_CHALLENGES_.
1. Retype the passage of the article on neighborhood networks in Vermont from "When Michael Wood-Lewis" up to and including "know the neighbors.".
2. In the article on neighborhood networks in Vermont, how many fliers did Wood-Lewis print at the copy shop?

_DOCUMENT_.
Making Good Neighbors, Online and Off

Local networks are bringing people together in Vermont

When Michael Wood-Lewis and his wife, Valerie, moved
from Washington, D.C., to the south end of Burlington, Vermont, in
1998, "we'd landed in what we thought was our dream neighborhood. It was walkable, near the lake, full of trees. But we were having trouble getting to know the neighbors.

One
night, we were sitting around the dinner table talking about it. It hit
us that in the Midwest and the South, where we were from, people
brought cookies to their neighbors. We'd been here a year--where were
our cookies?"

Hence plan one. They baked up a batch
of Toll House specials and delivered them to the neighbors. "We used
china plates, because I figured that way they'd have to return them and
we'd get another conversation," Wood-Lewis recalls. "We never did get
them back. I was kind of dumbfounded. But I don't think it was because
people were rude. I think it's because people are living in a different
culture than they were 50 years ago."

A culture busier and more
distracted than ever--busy enough that even in Vermont, the state with
the biggest rural population percentage in the Union, famous for its
town meetings and its civic engagement, something had changed. So, in
2000, Wood-Lewis cooked up plan two, which may just turn out to be one
of the most innovative (and deceptively obvious) uses of the Internet
so far. In his hands, the Net has become a way to meet not people half
a world away, but half a block.

"I invested $15 at
the copy shop, printed up 400 fliers, and put one on every door in our
neighborhood," Wood-Lewis explains. "It pretty much just said, 'Share
messages about lost cats and block parties.'" Thus was born the Five
Sisters Neighborhood Forum, which he ran as a volunteer effort for six
years. "It took about five minutes a day, and I was already on the
computer anyway," he notes. Every evening he'd compile the five or six
messages that had arrived at his inbox during the day and send them out
in a single e-mail bulletin. That was it.

Someone
would write in: "Neighbors, FYI: Late last night I observed a large
possum ambling across my front yard. Not as bad as a skunk, but I
understand that possums can damage gardens and dig up lawns."
Twenty-four hours later, another neighbor would respond: "They have
very soft feet that aren't good for digging and aren't likely to cause
lawn damage--and they're very clean animals and spend much of their
rest time grooming themselves."

Meanwhile, someone
else had pruned his apples trees and wanted to share the news that he
had kindling piled up on the back porch free for the taking. Down the
street someone's car had been broken into: only thing taken was a gym
bag filled with "my shoes, some sweaty clothes, and a couple of issues
of The New Yorker. If anyone finds it dumped in their shrubbery, let me know."

Forget
the World Wide Web--this one stretched barely four blocks. And no
video, no rating systems, no celebrities, no hyperlinks. Just the daily
rhythm of neighborhood life. "It grew steadily, from 10 or 20 percent
of the neighborhood to the point where by 2006 we had 90 percent of the
neighborhood signed up," says Wood-Lewis.

That's when Cottage Living
magazine included the area in its list of the 10 best neighborhoods in
the country: "And the reporter called me and he said that everywhere
else in the country people would have dozens of different reasons why
their place worked. But here, almost everyone put the e-mail thing on
the list. That's what gave me the confidence."

[Entries drawn from a collection]
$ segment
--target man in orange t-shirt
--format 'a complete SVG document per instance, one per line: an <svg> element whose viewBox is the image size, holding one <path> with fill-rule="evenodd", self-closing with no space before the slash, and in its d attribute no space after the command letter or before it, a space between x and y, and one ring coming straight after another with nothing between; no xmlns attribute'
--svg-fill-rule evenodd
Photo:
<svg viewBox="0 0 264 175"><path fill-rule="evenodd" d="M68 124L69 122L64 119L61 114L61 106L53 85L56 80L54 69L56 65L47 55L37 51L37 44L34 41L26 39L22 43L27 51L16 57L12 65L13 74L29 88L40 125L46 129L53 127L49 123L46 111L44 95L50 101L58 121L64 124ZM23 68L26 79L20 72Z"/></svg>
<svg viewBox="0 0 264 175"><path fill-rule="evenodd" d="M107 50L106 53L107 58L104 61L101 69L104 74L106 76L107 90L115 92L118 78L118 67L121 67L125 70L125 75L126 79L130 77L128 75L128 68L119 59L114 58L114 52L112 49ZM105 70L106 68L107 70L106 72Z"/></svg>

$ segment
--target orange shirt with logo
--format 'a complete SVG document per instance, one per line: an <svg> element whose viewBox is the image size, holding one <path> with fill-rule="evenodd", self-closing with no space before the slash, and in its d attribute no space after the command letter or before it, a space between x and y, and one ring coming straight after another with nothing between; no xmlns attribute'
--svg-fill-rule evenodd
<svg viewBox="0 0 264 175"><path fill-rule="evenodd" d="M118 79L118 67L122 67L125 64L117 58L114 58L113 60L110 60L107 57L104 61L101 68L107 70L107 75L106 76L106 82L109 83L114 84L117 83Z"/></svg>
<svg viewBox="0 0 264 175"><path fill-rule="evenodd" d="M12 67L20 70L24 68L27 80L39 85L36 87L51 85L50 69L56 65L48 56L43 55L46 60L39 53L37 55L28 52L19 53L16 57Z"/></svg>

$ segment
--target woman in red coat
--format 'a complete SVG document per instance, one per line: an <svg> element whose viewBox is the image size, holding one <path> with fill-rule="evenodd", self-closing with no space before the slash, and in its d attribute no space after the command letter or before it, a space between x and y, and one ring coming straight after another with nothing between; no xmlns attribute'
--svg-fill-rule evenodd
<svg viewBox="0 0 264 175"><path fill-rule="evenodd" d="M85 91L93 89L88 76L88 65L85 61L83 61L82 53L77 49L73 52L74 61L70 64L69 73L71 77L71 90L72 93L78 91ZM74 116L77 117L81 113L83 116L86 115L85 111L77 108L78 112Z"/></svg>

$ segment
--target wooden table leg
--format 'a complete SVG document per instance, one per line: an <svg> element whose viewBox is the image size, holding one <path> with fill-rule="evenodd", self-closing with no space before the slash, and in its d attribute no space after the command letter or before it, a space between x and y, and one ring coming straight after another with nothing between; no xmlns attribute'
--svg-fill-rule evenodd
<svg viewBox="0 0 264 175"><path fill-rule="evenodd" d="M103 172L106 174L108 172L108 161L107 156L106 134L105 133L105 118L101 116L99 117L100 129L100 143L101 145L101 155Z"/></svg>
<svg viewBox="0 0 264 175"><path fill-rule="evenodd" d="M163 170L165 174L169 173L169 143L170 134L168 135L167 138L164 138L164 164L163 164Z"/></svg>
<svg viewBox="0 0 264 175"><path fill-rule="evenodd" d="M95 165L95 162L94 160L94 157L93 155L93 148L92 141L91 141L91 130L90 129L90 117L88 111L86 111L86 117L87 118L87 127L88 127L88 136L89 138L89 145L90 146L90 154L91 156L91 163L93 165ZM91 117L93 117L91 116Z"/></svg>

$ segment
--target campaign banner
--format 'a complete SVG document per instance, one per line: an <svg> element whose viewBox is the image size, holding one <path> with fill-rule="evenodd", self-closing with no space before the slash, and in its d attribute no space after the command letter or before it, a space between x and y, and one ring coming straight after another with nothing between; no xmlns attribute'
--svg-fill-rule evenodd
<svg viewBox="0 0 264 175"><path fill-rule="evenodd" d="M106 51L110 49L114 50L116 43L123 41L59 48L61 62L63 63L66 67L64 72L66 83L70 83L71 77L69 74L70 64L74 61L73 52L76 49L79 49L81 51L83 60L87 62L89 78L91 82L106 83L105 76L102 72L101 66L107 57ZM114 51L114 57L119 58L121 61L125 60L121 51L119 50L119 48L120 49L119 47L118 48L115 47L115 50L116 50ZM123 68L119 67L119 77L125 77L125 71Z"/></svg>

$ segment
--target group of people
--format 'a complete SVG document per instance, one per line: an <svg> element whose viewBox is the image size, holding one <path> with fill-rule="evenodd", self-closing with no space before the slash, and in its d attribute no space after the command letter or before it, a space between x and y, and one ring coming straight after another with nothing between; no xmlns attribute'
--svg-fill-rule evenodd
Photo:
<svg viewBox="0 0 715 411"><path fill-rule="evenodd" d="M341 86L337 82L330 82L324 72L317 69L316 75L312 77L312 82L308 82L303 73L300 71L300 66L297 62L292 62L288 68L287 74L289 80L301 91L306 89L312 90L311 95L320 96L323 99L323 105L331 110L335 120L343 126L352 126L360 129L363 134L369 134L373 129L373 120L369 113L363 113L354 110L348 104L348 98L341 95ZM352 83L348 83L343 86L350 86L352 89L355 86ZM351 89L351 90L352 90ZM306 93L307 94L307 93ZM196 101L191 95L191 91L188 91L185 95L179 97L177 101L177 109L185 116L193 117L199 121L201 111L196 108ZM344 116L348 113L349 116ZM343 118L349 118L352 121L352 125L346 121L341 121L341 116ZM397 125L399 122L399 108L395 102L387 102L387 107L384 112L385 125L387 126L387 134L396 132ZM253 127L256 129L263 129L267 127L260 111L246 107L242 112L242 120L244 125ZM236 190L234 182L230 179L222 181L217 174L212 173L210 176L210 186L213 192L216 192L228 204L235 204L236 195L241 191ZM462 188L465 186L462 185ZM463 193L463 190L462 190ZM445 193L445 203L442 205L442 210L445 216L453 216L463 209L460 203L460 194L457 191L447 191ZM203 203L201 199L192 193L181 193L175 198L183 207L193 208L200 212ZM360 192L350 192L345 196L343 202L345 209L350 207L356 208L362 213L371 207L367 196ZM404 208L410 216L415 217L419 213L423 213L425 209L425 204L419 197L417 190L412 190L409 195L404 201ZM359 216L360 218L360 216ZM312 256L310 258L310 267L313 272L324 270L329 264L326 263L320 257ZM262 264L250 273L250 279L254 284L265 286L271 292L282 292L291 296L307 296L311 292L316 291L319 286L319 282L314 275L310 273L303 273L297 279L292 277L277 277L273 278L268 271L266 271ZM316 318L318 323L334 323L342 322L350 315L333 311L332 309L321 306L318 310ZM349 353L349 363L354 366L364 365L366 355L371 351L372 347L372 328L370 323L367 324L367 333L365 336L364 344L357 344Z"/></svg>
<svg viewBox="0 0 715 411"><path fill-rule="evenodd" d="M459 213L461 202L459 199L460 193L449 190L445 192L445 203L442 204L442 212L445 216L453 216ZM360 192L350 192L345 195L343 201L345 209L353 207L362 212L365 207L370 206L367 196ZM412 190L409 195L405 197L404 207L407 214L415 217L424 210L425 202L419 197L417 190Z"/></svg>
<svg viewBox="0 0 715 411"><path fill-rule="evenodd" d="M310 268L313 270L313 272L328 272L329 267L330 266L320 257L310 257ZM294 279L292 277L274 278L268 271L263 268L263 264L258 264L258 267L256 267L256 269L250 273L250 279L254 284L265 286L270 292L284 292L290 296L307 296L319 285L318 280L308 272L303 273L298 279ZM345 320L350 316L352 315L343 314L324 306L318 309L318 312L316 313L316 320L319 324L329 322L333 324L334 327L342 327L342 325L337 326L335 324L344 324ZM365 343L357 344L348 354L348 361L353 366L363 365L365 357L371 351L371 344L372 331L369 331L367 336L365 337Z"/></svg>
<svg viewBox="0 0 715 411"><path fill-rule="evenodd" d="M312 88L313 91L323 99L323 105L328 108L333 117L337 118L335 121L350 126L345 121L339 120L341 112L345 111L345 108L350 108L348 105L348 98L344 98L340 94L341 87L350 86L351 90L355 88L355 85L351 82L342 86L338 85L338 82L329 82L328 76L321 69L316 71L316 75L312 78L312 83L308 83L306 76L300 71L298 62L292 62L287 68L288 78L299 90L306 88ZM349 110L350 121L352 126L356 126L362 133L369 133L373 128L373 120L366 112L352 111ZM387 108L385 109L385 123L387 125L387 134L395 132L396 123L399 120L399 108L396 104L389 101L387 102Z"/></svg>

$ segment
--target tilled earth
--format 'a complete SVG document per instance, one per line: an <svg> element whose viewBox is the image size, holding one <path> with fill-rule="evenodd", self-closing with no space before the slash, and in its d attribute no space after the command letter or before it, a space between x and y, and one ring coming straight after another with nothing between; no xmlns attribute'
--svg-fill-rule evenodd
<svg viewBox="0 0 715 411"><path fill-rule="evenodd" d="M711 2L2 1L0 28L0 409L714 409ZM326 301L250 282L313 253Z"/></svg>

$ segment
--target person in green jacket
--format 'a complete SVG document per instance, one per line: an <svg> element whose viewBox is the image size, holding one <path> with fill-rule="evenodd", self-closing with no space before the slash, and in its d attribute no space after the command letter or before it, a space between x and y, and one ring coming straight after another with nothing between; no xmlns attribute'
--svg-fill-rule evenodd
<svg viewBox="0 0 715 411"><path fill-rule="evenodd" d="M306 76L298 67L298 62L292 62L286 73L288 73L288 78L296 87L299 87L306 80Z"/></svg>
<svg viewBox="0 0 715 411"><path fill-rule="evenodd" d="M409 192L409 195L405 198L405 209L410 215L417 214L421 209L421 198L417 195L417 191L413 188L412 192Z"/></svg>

_FINAL ANSWERS_.
1.
When Michael Wood-Lewis and his wife, Valerie, moved
from Washington, D.C., to the south end of Burlington, Vermont, in
1998, "we'd landed in what we thought was our dream neighborhood. It was walkable, near the lake, full of trees. But we were having trouble getting to know the neighbors.

2. 400 fliers.